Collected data
+++++
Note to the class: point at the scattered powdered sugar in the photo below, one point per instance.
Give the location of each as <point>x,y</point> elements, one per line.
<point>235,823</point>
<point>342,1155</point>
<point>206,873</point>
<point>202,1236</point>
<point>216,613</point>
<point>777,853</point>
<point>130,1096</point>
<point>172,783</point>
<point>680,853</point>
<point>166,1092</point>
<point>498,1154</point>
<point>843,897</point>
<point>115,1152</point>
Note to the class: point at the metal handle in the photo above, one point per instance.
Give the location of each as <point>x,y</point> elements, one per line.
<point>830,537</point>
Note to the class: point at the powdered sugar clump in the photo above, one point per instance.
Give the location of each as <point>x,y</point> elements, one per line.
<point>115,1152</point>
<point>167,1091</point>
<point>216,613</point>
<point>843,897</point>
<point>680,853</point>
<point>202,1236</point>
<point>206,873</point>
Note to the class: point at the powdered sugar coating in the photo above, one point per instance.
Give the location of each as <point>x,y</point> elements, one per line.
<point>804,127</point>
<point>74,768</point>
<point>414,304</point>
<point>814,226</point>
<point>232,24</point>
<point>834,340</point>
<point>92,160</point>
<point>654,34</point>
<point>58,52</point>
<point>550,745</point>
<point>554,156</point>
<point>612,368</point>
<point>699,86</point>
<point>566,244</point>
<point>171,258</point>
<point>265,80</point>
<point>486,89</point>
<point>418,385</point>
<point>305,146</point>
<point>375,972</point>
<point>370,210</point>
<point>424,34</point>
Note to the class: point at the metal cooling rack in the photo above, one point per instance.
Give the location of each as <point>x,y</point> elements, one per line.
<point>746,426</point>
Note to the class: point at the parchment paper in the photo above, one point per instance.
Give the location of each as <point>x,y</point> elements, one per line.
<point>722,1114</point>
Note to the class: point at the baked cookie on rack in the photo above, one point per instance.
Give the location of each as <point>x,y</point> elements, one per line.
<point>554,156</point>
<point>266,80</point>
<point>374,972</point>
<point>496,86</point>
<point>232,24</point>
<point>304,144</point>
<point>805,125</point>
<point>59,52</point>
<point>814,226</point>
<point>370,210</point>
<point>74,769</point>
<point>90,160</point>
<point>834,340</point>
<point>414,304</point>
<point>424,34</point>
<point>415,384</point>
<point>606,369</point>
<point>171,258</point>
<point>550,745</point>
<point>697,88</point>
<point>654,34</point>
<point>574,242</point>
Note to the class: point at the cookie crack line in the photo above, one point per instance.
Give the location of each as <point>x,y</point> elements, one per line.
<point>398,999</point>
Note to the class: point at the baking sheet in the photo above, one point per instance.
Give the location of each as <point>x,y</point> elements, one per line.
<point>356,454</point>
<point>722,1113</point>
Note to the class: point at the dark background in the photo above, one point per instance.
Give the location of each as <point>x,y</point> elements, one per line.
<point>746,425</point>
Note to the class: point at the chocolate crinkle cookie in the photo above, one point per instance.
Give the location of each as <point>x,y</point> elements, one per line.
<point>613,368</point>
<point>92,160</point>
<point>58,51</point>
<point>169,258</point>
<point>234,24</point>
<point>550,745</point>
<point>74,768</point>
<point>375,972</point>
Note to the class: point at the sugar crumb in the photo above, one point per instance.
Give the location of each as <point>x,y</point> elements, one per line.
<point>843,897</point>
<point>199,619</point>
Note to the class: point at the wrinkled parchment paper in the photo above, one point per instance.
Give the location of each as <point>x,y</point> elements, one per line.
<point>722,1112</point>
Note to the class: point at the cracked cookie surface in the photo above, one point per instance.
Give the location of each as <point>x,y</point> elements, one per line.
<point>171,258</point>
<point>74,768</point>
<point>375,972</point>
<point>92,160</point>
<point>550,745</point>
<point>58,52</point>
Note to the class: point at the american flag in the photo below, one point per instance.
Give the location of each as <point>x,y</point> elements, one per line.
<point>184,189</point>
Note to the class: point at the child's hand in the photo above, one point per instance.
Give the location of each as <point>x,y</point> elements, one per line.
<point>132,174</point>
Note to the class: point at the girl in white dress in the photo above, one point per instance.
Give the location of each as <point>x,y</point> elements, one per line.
+++++
> **PROBLEM TO SOLVE**: Rewrite the listing from its start up to and including the line with "<point>830,537</point>", keeping the requests. In the answers, multiply each point coordinate by 0.6 and round to a whole number, rounding halves up.

> **OUTPUT**:
Note to the class: point at the scattered powdered sugar in the photo below, one point per instance.
Give the location of each as <point>x,y</point> elements, one per line.
<point>141,494</point>
<point>205,693</point>
<point>124,524</point>
<point>121,742</point>
<point>130,368</point>
<point>466,512</point>
<point>78,658</point>
<point>103,470</point>
<point>408,512</point>
<point>100,655</point>
<point>299,692</point>
<point>506,538</point>
<point>69,691</point>
Note to the class: point at the metal handle in the photo above, one point per instance.
Give the location of each as <point>x,y</point> elements, one per line.
<point>498,322</point>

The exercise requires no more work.